[Dataset entries]
┌──

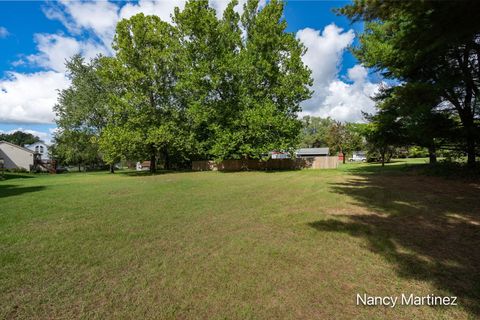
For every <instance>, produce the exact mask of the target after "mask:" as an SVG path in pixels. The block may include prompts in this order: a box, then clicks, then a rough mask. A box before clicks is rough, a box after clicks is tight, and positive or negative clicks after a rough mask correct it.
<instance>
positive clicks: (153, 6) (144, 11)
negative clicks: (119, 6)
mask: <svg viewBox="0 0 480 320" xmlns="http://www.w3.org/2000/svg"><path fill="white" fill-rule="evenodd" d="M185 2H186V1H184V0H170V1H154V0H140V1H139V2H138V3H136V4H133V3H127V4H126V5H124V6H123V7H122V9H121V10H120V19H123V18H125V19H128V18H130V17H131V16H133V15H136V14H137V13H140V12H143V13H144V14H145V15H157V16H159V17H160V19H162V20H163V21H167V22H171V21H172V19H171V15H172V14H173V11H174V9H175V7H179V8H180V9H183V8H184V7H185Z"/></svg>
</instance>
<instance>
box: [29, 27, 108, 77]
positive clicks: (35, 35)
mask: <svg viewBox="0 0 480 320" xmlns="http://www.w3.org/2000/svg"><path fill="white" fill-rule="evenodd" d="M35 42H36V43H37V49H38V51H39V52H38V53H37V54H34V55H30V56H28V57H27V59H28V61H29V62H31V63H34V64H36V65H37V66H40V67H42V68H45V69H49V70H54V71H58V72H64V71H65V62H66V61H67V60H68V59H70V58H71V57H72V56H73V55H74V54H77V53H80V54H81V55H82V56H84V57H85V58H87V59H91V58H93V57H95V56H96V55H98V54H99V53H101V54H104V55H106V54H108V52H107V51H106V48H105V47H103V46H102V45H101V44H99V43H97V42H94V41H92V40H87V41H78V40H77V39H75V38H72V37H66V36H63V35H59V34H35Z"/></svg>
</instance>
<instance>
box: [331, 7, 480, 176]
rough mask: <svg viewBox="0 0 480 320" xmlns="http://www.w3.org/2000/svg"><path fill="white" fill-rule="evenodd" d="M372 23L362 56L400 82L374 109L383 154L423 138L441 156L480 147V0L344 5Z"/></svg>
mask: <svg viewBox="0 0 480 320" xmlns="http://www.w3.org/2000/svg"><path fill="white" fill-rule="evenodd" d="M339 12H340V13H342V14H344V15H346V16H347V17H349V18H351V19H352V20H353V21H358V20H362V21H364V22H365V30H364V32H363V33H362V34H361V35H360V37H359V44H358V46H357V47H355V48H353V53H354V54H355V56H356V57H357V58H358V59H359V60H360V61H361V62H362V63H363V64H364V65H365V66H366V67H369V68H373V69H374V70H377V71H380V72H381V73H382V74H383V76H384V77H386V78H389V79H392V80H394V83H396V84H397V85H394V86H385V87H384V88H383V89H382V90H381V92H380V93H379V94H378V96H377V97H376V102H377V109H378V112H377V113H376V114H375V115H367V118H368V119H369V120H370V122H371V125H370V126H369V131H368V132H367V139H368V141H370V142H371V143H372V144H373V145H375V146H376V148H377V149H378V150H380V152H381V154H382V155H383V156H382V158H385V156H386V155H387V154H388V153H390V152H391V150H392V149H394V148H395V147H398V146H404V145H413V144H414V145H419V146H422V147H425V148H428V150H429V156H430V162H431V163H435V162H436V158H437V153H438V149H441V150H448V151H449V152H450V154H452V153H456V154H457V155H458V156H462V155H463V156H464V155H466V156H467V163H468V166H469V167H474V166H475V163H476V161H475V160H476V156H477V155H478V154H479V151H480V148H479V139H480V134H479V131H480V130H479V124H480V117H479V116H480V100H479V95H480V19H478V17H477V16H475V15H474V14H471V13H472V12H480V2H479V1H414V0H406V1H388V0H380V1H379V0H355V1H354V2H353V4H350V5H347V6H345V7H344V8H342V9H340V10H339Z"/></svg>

└──

◆ Task item: Would you repeat exactly, and only, the lines from the start of the records above through the line containing "positive clicks: (153, 6) (144, 11)", with the pictures omitted?

◆ Result of the exercise:
For every <instance>, produce the exact mask of the target after "mask:" as an SVG path in pixels. The block may include prompts in this order: a box, then clicks, then a rough mask. A box before clicks is rough, a box after clicks is tight, and positive or negative clicks after a rough mask correct it.
<instance>
positive clicks: (153, 6) (144, 11)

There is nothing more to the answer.